**Tarefas escritas**
• A. Segundo o artigo, quantos eram os últimos sobreviventes de Auschwitz quando o Exército Vermelho abriu os portões do campo?
• B. Transcreva do artigo o trecho que começa em "Paz social não" e prossegue até "pelo capitalismo nazista.".

━━━ Artigo

Paz social não é armistício, é rendição.

Nacional

Passam setenta e cinco anos sobre a libertação dos prisioneiros do campo de concentração nazi de Auschwitz. Foi quando o Exército Vermelho, vitorioso e caminhando sobre o Ocidente pela Polónia abriu os portões de Auschwitz que os sete mil e quinhentos últimos sobreviventes viram que o seu futuro não seria o crematório. Não sem que antes mais de um milhão de prisioneiros ali terem sido assassinados das formas mais bárbaras pelo capitalismo nazista.

Os que fazem os filmes e a nova historiografia que apagam ou escondem o papel da União Soviética na derrota dos nazis na Segunda Grande Guerra são os mesmos que dão por adquirido o capitalismo como fase final da História da Humanidade. Afinal de contas, o seu objectivo de manter e agravar o sistema de exploração capitalista mais depressa passará pela reconstituição dos fascismos do que pelo abrandamento da exploração capitalista. A acumulação capitalista não é compatível com a regressão dos seus poderes. Qualquer recuo por parte da classe dominante – em função das lutas das classes dominadas – é necessariamente transitório pois que, segundo as leis do capitalismo, não existe “capitalismo de manutenção”, o “capitalismo ou acumula ou morre”. Isto significa que a ideia de desenvolvimento “nórdico”, “ocidental”, “europeu”, com todas as suas nuances não passa do embuste ideológico que a classe dominante monta para conter a força torrencial do proletariado.

O próprio “eurocomunismo” e outras degenerescências do projecto comunista são apenas expressões dessa visão enviesada da luta de classes que aceita a ideia de que é possível, partindo das conquistas operárias no contexto da democracia burguesa, construir pedra sobre pedra uma democracia que dê resposta aos problemas dos trabalhadores através de alterações sucessivas na correlação de forças política e institucional em favor dos trabalhadores. Há um erro basal na construção de tal “teoria”: a de que em algum momento histórico – independentemente da sua duração – a classe dominante se permitiria ser espoliada dos seus privilégios sem retaliação. Retaliação ideológica, cultural, económica e militar. Tal modelo de desenvolvimento do capitalismo como etapa que se extinguirá pela mera acção de forças progressistas com propostas e projectos, mesmo que acompanhada de uma luta de rua, confronta-se com o inevitável muro da realidade que nos demonstra sem margem para dúvidas que não é possível colocar o edifício legislativo e estatal burguês ao serviço de qualquer outra classe, independentemente do número de remendos que sobre ele, com mais ou menos frequência, lhe consigamos fazer.

━━━━━━
━━━ Registos apresentados

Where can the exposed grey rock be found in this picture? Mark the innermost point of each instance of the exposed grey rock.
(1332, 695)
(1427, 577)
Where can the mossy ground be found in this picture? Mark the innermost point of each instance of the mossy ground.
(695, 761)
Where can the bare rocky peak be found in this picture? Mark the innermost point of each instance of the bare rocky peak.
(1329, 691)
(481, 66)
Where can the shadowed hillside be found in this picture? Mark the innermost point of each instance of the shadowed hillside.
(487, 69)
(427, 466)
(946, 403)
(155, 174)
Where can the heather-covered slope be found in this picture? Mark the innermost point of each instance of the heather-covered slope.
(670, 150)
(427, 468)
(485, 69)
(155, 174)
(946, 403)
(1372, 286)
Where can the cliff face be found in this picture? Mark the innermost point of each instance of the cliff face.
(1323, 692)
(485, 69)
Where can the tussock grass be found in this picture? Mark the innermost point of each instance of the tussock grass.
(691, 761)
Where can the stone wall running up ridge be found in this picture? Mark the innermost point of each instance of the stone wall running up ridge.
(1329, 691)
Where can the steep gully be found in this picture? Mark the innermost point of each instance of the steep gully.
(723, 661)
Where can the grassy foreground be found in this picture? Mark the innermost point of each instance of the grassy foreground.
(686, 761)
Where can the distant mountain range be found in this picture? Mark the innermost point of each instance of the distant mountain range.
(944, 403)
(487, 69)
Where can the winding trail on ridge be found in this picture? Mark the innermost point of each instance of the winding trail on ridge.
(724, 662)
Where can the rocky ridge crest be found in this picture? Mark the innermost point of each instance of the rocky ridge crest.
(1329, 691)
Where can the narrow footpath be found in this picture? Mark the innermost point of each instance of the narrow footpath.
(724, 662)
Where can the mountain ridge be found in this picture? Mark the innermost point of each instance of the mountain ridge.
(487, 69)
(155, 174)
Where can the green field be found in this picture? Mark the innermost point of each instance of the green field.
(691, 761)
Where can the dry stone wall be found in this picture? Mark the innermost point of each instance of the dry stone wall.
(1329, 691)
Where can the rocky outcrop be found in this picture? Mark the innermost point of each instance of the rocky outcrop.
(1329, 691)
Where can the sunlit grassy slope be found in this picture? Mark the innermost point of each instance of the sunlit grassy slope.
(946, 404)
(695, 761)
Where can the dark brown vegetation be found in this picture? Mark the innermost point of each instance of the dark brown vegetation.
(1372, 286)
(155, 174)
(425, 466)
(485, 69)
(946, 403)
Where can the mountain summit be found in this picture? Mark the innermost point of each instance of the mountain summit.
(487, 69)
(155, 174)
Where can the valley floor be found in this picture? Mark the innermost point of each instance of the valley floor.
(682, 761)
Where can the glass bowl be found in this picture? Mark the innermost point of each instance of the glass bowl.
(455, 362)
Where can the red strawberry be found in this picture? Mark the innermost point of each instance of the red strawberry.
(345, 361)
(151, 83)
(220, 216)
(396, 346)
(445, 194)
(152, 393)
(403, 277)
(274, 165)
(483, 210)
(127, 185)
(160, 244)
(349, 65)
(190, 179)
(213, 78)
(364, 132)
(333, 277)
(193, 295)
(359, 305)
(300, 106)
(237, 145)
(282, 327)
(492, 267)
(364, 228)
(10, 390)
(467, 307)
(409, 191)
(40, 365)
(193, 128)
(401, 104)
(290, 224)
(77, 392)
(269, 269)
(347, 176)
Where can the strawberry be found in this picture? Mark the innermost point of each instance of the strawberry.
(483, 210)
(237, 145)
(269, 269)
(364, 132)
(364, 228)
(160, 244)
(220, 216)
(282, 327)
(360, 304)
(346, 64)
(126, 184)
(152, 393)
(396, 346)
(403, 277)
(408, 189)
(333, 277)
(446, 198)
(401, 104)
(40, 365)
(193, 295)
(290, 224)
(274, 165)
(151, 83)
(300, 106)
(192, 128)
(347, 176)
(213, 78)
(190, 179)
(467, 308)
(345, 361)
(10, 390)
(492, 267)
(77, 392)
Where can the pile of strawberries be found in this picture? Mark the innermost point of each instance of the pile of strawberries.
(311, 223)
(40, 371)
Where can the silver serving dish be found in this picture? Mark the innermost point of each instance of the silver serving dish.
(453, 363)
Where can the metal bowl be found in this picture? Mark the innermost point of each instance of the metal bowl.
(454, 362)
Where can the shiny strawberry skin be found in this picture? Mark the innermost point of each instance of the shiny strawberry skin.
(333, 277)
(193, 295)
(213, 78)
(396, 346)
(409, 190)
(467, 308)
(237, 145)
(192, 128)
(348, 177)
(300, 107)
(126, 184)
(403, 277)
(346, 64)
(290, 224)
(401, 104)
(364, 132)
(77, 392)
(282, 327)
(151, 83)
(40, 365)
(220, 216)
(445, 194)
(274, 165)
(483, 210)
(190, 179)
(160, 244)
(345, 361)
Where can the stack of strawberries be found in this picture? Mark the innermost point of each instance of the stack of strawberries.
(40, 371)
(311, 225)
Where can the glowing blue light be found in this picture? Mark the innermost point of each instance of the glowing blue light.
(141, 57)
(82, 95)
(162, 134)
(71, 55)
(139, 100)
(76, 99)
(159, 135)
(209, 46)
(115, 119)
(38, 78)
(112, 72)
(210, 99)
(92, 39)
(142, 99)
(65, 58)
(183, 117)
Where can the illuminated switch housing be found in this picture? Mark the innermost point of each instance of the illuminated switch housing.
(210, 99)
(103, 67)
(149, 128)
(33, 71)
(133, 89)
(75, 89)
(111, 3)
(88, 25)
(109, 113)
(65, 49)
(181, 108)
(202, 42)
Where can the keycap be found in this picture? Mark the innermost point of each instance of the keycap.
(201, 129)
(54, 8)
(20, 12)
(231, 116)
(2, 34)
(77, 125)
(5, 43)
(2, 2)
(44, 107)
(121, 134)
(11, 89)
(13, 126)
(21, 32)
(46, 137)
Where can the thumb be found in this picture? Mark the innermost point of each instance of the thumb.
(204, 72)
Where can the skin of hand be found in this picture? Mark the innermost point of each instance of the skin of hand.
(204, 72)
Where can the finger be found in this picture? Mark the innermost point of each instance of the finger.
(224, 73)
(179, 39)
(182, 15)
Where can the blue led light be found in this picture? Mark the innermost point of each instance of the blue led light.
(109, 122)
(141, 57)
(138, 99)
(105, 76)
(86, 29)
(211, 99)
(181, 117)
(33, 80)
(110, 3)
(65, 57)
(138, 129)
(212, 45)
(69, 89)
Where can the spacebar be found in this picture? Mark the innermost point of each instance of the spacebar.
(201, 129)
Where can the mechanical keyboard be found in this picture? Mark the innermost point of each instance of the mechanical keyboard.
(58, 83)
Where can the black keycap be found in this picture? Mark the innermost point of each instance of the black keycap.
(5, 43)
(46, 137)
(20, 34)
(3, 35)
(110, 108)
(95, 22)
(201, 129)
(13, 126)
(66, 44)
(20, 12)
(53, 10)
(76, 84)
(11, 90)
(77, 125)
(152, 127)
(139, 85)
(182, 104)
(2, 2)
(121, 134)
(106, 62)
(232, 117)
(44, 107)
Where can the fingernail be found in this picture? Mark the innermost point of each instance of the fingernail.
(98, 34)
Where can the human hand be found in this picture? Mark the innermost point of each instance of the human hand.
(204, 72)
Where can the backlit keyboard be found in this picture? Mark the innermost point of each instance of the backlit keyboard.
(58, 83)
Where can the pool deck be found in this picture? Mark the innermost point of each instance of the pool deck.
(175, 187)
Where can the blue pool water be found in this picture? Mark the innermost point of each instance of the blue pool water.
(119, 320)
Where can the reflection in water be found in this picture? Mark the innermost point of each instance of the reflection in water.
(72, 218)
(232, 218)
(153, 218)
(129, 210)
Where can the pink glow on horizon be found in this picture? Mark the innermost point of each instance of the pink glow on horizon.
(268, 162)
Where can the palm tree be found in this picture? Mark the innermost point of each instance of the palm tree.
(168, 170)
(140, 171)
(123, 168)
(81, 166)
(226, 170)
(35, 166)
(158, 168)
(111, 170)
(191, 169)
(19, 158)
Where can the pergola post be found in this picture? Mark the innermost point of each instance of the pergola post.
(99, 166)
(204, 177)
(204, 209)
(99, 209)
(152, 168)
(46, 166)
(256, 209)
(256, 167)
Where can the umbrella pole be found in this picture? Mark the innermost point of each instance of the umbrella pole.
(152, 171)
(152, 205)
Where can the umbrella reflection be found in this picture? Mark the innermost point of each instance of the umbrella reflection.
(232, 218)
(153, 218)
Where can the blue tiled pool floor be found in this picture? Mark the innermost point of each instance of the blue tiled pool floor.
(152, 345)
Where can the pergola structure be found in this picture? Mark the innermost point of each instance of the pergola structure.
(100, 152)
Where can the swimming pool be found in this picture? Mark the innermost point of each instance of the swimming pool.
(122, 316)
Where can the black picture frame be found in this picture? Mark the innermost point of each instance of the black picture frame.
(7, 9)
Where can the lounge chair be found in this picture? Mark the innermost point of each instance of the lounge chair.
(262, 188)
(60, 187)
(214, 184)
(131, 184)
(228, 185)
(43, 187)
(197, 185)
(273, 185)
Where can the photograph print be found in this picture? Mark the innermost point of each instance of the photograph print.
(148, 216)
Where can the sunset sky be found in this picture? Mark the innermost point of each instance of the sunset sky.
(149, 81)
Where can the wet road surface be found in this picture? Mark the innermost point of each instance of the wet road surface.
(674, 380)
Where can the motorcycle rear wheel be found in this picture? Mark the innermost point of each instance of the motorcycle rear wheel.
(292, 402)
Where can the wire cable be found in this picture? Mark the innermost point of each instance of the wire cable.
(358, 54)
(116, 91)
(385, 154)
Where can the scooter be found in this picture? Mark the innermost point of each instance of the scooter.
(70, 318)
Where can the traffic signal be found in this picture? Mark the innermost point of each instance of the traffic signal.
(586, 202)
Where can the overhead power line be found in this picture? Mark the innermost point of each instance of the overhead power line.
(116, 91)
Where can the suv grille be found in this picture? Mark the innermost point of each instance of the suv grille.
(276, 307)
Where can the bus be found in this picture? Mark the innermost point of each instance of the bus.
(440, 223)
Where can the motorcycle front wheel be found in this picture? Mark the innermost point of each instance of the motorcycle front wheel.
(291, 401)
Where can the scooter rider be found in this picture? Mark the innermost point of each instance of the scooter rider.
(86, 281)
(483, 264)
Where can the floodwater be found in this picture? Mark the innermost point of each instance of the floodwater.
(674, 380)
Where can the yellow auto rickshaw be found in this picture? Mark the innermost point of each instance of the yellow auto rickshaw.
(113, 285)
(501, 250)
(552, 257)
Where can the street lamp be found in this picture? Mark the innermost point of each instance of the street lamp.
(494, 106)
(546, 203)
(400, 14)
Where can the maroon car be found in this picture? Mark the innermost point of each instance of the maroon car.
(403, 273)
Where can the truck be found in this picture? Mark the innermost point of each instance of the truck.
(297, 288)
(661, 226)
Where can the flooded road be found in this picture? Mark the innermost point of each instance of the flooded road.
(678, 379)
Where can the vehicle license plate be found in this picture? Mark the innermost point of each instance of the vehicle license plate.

━━━━━━

**Respostas esperadas**
• A. Sete mil e quinhentos.

• B.
Paz social não é armistício, é rendição.

Nacional

Passam setenta e cinco anos sobre a libertação dos prisioneiros do campo de concentração nazi de Auschwitz. Foi quando o Exército Vermelho, vitorioso e caminhando sobre o Ocidente pela Polónia abriu os portões de Auschwitz que os sete mil e quinhentos últimos sobreviventes viram que o seu futuro não seria o crematório. Não sem que antes mais de um milhão de prisioneiros ali terem sido assassinados das formas mais bárbaras pelo capitalismo nazista.